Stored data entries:

● ● ● ● ●

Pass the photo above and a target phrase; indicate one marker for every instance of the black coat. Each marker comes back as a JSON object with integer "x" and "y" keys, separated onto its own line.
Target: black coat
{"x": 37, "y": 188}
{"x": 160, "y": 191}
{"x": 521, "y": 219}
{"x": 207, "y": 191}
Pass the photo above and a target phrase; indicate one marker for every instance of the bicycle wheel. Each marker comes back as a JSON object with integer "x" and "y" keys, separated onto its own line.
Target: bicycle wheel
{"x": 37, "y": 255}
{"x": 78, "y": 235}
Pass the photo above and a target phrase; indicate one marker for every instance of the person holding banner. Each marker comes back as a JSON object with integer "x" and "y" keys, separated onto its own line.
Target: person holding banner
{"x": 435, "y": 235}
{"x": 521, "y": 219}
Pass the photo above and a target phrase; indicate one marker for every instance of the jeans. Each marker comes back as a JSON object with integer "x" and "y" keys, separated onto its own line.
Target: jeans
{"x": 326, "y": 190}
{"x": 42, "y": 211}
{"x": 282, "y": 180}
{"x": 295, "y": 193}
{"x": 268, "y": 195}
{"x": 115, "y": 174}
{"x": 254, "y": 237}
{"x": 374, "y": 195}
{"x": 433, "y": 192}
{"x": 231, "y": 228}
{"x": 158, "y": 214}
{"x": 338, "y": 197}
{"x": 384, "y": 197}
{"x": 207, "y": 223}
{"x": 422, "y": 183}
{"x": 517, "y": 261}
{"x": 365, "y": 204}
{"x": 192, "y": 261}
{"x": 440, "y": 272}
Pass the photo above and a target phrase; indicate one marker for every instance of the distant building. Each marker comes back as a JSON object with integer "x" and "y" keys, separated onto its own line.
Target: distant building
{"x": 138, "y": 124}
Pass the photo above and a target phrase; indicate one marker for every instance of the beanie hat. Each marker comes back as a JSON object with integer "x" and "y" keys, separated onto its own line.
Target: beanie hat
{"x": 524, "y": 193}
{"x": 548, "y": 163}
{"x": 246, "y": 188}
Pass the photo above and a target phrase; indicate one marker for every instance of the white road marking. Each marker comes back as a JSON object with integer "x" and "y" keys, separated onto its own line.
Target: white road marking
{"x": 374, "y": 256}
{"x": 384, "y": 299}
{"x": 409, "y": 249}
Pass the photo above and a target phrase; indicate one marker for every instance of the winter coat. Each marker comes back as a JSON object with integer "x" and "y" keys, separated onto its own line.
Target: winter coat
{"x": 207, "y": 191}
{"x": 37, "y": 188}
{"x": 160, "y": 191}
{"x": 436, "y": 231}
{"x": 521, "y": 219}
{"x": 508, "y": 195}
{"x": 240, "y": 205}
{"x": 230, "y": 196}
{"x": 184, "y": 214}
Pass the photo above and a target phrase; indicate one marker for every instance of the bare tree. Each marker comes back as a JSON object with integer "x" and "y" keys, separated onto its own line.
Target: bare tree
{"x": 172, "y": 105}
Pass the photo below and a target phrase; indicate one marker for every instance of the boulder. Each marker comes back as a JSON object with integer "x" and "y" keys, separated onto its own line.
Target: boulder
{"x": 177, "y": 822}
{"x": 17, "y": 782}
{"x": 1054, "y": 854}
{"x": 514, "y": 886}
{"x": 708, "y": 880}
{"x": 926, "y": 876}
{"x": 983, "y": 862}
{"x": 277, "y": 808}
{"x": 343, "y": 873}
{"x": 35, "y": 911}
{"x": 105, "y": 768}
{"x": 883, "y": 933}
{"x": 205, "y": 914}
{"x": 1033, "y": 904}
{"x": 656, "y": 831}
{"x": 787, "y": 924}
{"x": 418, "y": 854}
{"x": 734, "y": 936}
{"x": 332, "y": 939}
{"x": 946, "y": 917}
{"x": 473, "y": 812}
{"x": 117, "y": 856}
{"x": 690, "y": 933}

● ● ● ● ●

▸ **TASK INSTRUCTIONS**: The lines running from the start of the data through the one that contains "of the jeans." should be reproduced exactly, and only those.

▸ **EXERCISE SOLUTION**:
Pass the photo above and a target phrase; indicate one marker for every instance of the black coat. Each marker comes back as a JSON object with integer "x" and "y" keys, separated onto its own line.
Target: black coat
{"x": 37, "y": 188}
{"x": 160, "y": 191}
{"x": 521, "y": 219}
{"x": 207, "y": 191}
Pass the photo above and a target phrase; indicate one marker for every instance of the bicycle wheel. Each marker comes back as a JSON object with integer "x" and "y" keys, separated onto its own line.
Target: bicycle wheel
{"x": 37, "y": 255}
{"x": 78, "y": 235}
Pass the photo above and a target phrase; indicate one marker for every instance of the person holding banner. Each marker comes back as a JSON object with integer "x" and "y" keys, separated onto its own line.
Target: person holding banner
{"x": 435, "y": 235}
{"x": 521, "y": 219}
Pass the photo above and a target phrase; indicate one marker for every instance of the jeans. Each marker comes back as a JSON object with integer "x" and "y" keys, separated onto its own line.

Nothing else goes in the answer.